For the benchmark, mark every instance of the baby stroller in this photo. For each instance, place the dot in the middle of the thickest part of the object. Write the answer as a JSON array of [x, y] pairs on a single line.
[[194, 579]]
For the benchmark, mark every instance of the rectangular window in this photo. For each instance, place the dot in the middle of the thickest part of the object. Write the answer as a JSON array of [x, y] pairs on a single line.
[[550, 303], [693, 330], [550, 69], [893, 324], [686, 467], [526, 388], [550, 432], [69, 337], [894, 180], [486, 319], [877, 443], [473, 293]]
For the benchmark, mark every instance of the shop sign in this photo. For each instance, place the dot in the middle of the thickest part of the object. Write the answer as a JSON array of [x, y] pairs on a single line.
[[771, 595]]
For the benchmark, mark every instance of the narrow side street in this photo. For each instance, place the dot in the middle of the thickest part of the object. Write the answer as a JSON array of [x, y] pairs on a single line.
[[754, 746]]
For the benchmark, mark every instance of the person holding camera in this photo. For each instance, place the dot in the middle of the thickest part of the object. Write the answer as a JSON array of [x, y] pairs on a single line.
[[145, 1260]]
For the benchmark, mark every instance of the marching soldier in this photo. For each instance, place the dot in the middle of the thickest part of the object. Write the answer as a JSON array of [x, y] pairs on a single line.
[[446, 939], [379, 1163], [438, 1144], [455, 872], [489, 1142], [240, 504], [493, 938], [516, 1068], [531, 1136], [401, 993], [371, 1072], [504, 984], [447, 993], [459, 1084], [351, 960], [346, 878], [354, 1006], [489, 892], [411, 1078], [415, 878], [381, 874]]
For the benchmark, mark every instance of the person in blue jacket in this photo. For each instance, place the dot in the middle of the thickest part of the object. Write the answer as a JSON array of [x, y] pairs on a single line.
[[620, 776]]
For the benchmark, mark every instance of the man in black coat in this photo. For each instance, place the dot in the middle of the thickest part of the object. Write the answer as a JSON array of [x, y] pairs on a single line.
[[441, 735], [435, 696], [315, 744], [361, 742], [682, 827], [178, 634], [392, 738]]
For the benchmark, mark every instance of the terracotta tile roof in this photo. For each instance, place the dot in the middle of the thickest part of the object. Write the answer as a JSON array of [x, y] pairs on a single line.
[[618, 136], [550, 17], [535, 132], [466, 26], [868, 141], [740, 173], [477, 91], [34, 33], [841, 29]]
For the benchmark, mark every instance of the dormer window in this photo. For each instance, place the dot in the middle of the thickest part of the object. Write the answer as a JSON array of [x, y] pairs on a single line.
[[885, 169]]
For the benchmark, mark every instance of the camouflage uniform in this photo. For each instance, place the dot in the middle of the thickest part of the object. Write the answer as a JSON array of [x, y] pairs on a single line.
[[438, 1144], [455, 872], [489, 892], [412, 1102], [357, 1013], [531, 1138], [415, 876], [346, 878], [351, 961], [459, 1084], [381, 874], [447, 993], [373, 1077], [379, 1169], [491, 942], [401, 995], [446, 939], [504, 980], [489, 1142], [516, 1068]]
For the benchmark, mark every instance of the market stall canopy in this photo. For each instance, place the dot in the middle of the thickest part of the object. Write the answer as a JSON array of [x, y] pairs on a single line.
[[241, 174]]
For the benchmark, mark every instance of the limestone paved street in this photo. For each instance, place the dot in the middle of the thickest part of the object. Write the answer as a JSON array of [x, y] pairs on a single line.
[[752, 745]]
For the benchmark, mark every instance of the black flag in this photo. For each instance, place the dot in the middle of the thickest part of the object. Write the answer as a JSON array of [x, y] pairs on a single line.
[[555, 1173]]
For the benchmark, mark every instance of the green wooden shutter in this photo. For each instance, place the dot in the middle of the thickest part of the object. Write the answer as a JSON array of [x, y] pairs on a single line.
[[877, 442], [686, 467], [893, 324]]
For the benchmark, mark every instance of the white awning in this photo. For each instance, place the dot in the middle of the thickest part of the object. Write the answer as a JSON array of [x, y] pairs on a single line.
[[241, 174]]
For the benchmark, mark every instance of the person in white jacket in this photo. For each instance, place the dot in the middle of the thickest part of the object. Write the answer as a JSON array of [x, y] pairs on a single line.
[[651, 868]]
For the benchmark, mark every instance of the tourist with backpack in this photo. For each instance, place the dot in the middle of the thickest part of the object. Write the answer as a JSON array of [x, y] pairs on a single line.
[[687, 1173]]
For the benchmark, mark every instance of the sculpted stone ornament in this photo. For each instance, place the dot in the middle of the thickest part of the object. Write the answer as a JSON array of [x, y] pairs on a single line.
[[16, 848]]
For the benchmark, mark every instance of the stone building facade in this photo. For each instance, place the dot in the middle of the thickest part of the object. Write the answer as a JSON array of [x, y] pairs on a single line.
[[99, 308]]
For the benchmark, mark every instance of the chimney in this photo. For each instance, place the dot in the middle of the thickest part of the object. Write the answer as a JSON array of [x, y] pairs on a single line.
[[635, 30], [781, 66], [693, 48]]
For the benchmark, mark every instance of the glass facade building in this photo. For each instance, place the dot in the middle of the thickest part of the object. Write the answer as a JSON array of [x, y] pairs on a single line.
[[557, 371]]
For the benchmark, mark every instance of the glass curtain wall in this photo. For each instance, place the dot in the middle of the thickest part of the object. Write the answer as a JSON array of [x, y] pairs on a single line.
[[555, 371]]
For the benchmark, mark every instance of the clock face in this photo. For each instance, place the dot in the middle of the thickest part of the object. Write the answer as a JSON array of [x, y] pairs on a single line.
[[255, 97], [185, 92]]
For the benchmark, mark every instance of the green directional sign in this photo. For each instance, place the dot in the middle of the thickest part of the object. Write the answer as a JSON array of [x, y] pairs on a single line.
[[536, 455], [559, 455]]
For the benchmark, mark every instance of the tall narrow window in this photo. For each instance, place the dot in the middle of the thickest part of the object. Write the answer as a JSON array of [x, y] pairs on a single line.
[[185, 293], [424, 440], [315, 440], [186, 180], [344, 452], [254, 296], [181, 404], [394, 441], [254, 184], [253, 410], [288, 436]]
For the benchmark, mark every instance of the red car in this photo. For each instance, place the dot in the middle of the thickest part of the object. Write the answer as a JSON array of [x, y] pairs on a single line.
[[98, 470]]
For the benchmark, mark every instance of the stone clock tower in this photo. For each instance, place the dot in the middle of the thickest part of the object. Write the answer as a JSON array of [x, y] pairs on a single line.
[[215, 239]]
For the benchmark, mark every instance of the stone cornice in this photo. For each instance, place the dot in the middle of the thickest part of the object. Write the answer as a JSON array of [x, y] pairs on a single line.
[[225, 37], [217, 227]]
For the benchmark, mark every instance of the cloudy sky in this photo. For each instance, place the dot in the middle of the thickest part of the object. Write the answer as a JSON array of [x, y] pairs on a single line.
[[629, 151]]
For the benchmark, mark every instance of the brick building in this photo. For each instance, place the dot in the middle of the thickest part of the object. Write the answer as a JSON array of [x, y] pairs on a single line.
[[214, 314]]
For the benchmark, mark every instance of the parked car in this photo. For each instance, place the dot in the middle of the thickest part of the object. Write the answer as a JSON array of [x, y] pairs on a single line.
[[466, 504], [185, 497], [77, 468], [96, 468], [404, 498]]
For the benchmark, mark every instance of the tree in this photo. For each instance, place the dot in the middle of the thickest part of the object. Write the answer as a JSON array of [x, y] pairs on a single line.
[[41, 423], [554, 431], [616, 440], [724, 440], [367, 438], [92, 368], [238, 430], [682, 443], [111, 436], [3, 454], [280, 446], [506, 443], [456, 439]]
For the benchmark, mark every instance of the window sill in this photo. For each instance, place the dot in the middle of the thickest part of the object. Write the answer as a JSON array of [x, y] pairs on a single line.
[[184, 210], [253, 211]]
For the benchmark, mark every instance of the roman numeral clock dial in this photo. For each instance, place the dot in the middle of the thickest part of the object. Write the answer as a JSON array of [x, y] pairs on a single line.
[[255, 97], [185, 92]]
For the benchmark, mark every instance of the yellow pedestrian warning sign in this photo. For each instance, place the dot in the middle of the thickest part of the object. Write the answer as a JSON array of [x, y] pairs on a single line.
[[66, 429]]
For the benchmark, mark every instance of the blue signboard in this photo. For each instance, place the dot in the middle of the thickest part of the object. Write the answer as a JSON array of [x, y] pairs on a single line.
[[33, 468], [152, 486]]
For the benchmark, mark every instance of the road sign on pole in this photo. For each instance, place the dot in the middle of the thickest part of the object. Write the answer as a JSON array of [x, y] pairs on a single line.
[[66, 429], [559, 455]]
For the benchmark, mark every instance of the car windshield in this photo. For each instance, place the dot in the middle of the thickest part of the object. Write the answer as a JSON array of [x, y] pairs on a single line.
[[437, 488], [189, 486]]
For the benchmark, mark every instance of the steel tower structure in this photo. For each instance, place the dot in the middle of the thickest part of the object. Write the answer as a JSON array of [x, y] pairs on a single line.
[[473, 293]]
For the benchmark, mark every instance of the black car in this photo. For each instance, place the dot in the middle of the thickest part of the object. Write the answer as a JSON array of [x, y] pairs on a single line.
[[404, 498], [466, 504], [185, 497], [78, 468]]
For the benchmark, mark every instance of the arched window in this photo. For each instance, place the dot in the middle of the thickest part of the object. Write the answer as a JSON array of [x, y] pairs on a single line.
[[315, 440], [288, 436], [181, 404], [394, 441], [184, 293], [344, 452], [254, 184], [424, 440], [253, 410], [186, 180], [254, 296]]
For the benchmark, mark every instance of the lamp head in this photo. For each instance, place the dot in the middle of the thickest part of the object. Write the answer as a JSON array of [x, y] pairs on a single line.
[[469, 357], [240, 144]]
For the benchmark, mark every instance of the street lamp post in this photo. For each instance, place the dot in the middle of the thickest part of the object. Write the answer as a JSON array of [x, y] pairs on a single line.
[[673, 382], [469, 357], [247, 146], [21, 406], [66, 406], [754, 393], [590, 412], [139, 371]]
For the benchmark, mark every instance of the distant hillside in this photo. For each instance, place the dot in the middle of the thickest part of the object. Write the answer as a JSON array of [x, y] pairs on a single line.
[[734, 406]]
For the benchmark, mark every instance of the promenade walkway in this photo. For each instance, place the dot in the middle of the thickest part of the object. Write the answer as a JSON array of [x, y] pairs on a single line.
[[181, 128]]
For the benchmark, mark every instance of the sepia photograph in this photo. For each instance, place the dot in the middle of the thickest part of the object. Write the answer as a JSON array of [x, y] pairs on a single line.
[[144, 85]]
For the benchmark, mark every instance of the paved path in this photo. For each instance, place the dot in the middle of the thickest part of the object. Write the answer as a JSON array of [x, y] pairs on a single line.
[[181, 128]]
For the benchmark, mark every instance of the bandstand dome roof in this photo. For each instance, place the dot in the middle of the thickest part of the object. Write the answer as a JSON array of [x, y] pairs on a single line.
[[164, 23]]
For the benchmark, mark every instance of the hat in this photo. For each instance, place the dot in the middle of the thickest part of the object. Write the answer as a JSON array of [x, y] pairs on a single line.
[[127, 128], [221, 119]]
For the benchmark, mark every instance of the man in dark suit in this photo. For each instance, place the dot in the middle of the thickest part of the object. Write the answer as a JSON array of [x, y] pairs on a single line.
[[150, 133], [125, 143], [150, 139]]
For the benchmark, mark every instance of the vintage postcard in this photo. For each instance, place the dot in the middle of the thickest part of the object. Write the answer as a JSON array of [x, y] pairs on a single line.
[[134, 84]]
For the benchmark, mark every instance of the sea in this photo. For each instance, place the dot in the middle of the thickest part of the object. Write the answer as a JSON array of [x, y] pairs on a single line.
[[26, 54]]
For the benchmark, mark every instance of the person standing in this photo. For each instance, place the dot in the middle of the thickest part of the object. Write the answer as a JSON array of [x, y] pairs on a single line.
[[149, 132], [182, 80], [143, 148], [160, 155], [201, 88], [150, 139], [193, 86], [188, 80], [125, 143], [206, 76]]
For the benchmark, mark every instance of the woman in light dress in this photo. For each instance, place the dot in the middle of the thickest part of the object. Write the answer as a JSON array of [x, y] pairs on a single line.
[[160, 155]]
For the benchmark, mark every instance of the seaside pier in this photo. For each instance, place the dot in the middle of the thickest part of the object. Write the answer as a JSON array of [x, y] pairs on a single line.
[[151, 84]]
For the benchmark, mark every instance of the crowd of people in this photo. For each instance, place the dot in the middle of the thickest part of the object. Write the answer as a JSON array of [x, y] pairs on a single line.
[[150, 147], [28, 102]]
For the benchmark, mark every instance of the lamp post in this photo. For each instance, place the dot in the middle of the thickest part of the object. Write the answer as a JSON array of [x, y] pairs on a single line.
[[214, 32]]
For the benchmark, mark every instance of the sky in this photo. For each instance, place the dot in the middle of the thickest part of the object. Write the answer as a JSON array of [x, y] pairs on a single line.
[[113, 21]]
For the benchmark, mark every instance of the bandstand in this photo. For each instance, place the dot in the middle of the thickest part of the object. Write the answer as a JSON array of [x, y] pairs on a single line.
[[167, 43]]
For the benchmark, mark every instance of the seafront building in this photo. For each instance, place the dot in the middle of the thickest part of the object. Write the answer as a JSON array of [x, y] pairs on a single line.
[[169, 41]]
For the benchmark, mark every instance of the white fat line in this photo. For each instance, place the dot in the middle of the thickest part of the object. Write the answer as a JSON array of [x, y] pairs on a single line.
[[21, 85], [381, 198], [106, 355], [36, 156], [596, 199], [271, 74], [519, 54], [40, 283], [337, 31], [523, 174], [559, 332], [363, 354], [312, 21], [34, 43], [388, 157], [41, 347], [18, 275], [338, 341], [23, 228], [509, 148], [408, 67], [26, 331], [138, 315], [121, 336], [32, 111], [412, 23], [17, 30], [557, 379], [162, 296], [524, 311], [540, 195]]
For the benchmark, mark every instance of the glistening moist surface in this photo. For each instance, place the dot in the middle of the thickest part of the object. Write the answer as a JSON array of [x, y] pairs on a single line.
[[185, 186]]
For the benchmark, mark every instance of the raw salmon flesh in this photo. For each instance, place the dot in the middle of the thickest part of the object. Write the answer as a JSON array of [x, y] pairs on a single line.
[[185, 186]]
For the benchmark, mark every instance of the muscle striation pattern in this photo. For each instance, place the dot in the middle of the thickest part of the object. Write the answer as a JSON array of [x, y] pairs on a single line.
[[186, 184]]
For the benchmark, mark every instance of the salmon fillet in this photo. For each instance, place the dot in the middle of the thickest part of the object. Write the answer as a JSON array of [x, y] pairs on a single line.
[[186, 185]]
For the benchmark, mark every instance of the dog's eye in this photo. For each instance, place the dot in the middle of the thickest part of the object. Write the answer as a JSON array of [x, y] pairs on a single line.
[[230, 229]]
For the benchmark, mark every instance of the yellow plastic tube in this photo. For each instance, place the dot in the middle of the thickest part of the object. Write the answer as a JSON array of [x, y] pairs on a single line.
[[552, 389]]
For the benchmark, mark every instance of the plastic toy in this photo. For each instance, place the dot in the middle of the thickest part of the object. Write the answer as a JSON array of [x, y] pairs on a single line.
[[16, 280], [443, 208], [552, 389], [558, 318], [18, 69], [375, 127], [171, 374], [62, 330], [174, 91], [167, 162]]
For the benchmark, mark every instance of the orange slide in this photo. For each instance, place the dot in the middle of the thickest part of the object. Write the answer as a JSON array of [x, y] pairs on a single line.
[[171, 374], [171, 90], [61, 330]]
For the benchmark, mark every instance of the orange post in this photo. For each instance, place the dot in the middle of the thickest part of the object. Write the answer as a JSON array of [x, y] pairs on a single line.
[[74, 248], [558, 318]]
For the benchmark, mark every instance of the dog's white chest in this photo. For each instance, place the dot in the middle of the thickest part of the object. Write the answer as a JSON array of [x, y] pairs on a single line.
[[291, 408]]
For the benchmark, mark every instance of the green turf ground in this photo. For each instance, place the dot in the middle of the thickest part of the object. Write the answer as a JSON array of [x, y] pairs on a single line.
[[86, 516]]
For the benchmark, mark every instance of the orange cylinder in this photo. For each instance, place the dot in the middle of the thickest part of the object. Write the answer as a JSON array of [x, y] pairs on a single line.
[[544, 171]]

PROBLEM DETAILS: Rewrite the rows above as a numbered list, blank lines left out, covering everything from the line containing "For the benchmark, mark every instance of the window" down to the line containing "[[184, 210], [253, 211]]", both included.

FINAL ANSWER:
1. For the benchmark, mark every instance of the window sill in this photo. For each instance, place the dot in the middle of the thickest part of the object. Write the answer as a JSON array of [x, y] pairs on a single line.
2. [[184, 210], [253, 211]]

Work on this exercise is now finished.